### Required action 1:
Answer these questions using the article on hacking threats to companies:
(a) How many attacks were reported in 2001?
(b) According to the KPMG survey, how much does each security breach cost UK businesses on average?
(c) What four categories does the impact of a security breach normally fall into?
### Required action 2:
Reproduce the article on hacking threats to companies, everything from "During the last" down to "in the economy.".
### Required action 3:
Carry on the article on hacking threats to companies from the point where it stops.

### Excerpt:
+ + + +
This week Iain Franklin, European vice president of Entercept Security Technologies, looks at the increasing threat that new types of hacking can have on companies. He suggests ways that companies can assess their level of risk and discusses how a change in company mindset can lead to a new approach to security.
During the last 12 months worms, Trojans and viruses have got nastier and more sophisticated. The growing complexity of corporate networks and the severe financial penalties of suffering a breach have also made the challenge of securing the network an ever-increasing headache. Yet security is critical to customer confidence and continued growth in the economy.
The Computer Emergency Response Team (CERT), a federally funded research and development centre in the US, has warned that the amount of malicious activity on the web is climbing at an alarming rate. The total number of reported attacks in 2001 - 52,658 - was almost a 160 per cent increase on the previous year.
A recent survey by the consultant KPMG has also highlighted the ever-increasing cost that security breaches are bringing to companies. According to their survey, each security breach costs UK businesses an average of £77,000. Virus incidents were the most common cause, with 61 per cent of companies falling victim and costing organisations an average of £113,700 and 68 days of lost work.
Incidences of hackers attacking servers directly - rather than attacking websites or networks - through new worm technology will continue to rise.
It is on these servers that valuable corporate data lies, and such attacks take advantage of server and system vulnerabilities. Hackers can then steal or tamper with the vital data that makes up the essence of a company. This year we are certain to see a raft of new hacking exploits, as hackers continue to push the boundaries of their capabilities to create new attack types.
So what can companies do about it?
To start with, companies need to seriously consider the impact that a security breach will have on their systems. By educating themselves on the dangers, IT or security directors can start to assess their organisation's level of risk.
Once the level of risk has been ascertained, they can start to look at changing the company's attitude to security and putting systems in place that can deal with the dangers.
The impact from a security breach normally falls into one of four categories: cultural, legal, commercial or financial. With this in mind there are a number of points within each of these areas that companies should consider when assessing risk.
+ + + +
### Data segment:
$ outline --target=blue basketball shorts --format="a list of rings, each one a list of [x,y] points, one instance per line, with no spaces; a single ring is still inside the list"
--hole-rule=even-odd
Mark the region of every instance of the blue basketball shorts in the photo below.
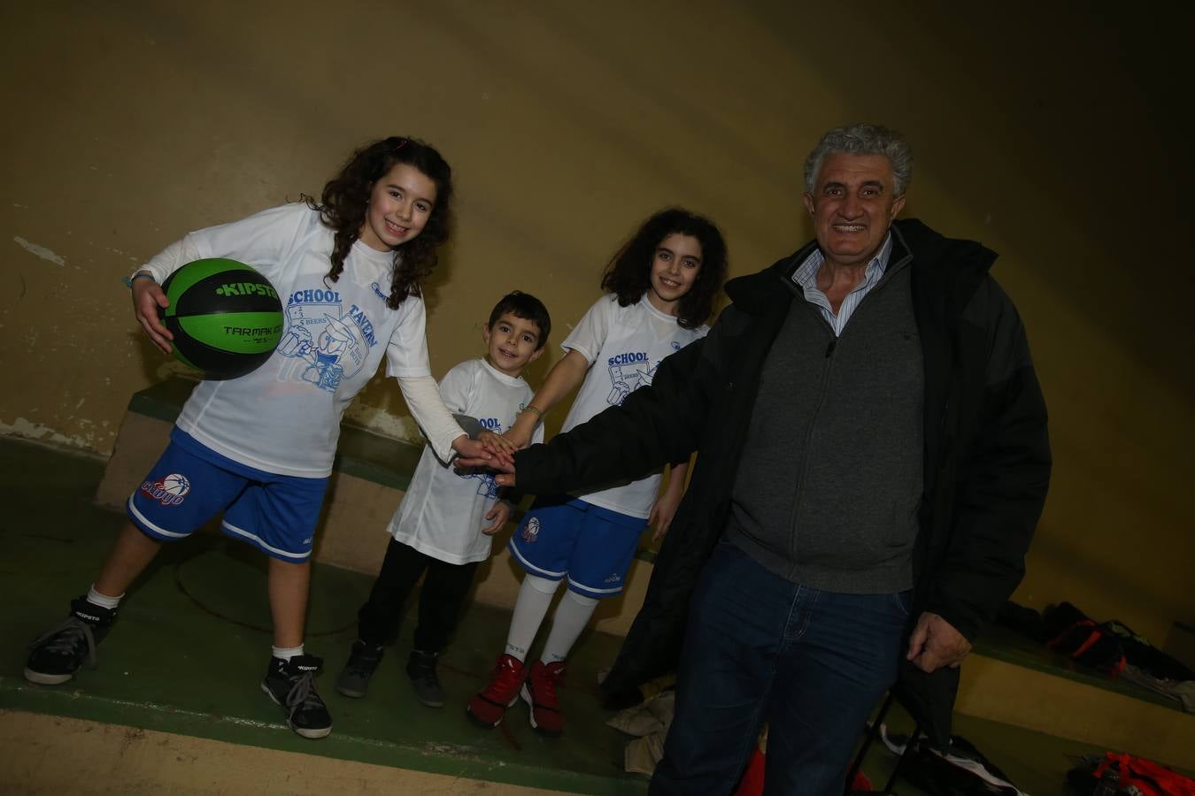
+ + + +
### Answer area 1:
(a) 52,658
(b) £77,000
(c) Cultural, legal, commercial or financial

### Answer area 2:
During the last 12 months worms, Trojans and viruses have got nastier and more sophisticated. The growing complexity of corporate networks and the severe financial penalties of suffering a breach have also made the challenge of securing the network an ever-increasing headache. Yet security is critical to customer confidence and continued growth in the economy.

### Answer area 3:
- Cultural: Do you need to change the way your organisation thinks about security? Are you prepared for internal breaches? Can anyone get into your systems or is access limited?
- Legal: Are you aware of the legal liabilities your company might face as the result of a security breach? Legislation that might apply includes the Data Protection Act, contractual and negligence issues, breach of confidence, corporate responsibility and obscenity laws.
- Commercial: Will your customers still trust you? Will they come back to your site? Can you continue to trade?
- Financial: Can you still operate if your system is down? Downtime is lost time and revenue. What will be the impact on the bottom line? The Nimda virus for example, in its first four days, was estimated to have caused $500m worth of damage.
In light of this, companies are going to have to recognise that the network perimeter effectively no longer exists. It is no longer acceptable to rely on firewall and network protection to protect critical systems.
Companies need to change their mindset: they need to start with the data and think about what the consequences would be if that data were compromised.
Hackers now know that the server is where the real damage can be done and consequently this is where they are increasingly aiming their efforts. Reliance on incumbent systems will leave companies vulnerable not just to new attack types but also to existing techniques - in many companies, it is currently a case of 'ignorance is bliss'.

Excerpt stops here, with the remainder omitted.